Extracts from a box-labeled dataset
▬▬▬
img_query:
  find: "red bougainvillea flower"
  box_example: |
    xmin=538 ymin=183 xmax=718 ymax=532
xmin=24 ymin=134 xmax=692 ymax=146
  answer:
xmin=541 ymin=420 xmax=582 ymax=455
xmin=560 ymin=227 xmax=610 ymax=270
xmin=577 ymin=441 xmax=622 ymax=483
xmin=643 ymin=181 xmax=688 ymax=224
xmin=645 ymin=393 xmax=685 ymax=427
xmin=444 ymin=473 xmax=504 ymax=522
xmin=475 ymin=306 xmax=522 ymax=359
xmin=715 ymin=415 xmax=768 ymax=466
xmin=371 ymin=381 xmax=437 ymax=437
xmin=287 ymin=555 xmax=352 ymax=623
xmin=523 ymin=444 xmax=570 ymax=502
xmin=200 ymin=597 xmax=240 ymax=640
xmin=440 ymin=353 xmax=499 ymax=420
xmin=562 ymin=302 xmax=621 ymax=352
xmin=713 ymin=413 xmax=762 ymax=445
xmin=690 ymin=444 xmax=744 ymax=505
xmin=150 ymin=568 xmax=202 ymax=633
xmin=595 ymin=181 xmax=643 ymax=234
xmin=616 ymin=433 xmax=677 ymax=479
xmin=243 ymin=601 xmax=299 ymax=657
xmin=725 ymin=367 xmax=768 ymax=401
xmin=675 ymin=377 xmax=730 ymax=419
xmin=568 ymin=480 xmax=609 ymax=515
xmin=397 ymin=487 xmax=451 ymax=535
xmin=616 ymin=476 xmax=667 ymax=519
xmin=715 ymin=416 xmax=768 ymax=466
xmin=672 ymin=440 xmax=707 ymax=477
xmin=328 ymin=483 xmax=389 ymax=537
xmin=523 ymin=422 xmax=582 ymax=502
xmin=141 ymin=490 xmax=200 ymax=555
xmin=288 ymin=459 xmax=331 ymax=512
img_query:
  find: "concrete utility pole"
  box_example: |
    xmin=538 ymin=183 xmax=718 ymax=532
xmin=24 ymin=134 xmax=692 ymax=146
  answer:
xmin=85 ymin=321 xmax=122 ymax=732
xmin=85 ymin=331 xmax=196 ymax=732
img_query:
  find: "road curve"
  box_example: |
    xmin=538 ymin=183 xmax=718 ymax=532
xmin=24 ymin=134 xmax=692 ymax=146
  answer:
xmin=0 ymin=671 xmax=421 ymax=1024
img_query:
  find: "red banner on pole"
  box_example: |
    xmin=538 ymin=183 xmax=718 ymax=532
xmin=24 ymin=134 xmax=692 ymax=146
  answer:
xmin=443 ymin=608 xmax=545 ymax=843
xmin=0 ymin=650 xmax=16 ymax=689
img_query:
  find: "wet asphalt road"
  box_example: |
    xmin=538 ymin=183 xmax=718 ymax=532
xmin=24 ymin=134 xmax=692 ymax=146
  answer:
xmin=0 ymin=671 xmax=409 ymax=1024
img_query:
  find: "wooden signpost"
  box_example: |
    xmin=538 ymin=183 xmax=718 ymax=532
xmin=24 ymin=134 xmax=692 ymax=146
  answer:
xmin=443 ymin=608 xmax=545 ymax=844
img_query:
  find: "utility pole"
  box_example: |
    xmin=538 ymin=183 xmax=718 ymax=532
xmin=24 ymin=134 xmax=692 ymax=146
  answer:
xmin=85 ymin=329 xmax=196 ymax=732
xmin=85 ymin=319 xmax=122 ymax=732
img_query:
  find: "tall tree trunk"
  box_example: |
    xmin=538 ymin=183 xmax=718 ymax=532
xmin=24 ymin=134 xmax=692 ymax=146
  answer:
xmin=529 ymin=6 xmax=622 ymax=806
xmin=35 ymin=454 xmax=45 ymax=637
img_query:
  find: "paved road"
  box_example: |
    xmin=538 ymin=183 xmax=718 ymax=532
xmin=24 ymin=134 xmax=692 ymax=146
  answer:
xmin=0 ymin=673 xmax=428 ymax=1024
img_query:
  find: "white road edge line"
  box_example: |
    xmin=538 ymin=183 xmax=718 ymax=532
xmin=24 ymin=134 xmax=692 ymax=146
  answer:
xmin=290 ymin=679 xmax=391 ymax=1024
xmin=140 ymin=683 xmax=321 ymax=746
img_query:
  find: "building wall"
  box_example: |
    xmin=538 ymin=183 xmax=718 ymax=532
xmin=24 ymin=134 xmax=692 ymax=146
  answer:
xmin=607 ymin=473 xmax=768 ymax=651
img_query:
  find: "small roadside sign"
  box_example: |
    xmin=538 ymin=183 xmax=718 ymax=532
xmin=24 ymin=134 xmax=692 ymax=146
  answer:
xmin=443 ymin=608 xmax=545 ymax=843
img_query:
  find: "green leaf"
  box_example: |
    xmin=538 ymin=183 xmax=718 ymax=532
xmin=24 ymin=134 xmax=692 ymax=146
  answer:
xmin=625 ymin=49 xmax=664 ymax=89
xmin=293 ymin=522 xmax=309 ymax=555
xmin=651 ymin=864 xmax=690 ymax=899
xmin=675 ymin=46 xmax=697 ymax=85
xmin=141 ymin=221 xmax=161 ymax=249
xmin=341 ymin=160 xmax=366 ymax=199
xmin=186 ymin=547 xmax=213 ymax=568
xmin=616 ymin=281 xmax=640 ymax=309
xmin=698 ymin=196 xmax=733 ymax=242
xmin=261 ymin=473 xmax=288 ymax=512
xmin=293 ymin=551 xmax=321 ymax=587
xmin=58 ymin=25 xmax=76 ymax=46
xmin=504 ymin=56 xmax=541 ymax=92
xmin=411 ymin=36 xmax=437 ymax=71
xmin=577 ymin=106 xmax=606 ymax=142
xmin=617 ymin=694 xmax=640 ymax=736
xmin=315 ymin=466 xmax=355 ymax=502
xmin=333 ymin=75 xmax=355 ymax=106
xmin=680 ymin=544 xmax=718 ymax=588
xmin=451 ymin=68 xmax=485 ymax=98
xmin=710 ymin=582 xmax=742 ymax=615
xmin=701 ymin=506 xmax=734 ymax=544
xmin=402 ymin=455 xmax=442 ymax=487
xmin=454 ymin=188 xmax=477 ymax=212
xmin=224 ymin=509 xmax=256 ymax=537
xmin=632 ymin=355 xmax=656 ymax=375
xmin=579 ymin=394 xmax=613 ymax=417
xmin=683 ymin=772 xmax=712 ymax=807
▬▬▬
• _WORK TO COMPLETE_:
Copy the lines above verbatim, from the very first one through the line containing "xmin=288 ymin=459 xmax=331 ymax=512".

• _OUTPUT OF THE TASK_:
img_query:
  find: "red bougainvillea flower"
  box_example: |
    xmin=538 ymin=183 xmax=718 ymax=532
xmin=24 ymin=134 xmax=692 ymax=146
  answer:
xmin=541 ymin=420 xmax=582 ymax=455
xmin=560 ymin=227 xmax=610 ymax=270
xmin=577 ymin=441 xmax=622 ymax=483
xmin=643 ymin=181 xmax=688 ymax=224
xmin=645 ymin=393 xmax=685 ymax=427
xmin=444 ymin=473 xmax=504 ymax=522
xmin=475 ymin=306 xmax=522 ymax=359
xmin=715 ymin=415 xmax=768 ymax=466
xmin=371 ymin=381 xmax=437 ymax=437
xmin=287 ymin=555 xmax=352 ymax=623
xmin=523 ymin=444 xmax=570 ymax=502
xmin=200 ymin=597 xmax=240 ymax=640
xmin=440 ymin=353 xmax=499 ymax=420
xmin=562 ymin=302 xmax=621 ymax=352
xmin=713 ymin=413 xmax=762 ymax=445
xmin=690 ymin=444 xmax=744 ymax=505
xmin=150 ymin=568 xmax=202 ymax=633
xmin=595 ymin=181 xmax=643 ymax=234
xmin=616 ymin=433 xmax=677 ymax=479
xmin=243 ymin=601 xmax=299 ymax=657
xmin=725 ymin=367 xmax=768 ymax=401
xmin=675 ymin=377 xmax=730 ymax=419
xmin=568 ymin=480 xmax=609 ymax=515
xmin=397 ymin=487 xmax=451 ymax=535
xmin=616 ymin=476 xmax=667 ymax=519
xmin=715 ymin=416 xmax=768 ymax=466
xmin=672 ymin=440 xmax=707 ymax=477
xmin=328 ymin=483 xmax=389 ymax=537
xmin=523 ymin=422 xmax=582 ymax=502
xmin=141 ymin=490 xmax=200 ymax=555
xmin=288 ymin=459 xmax=331 ymax=512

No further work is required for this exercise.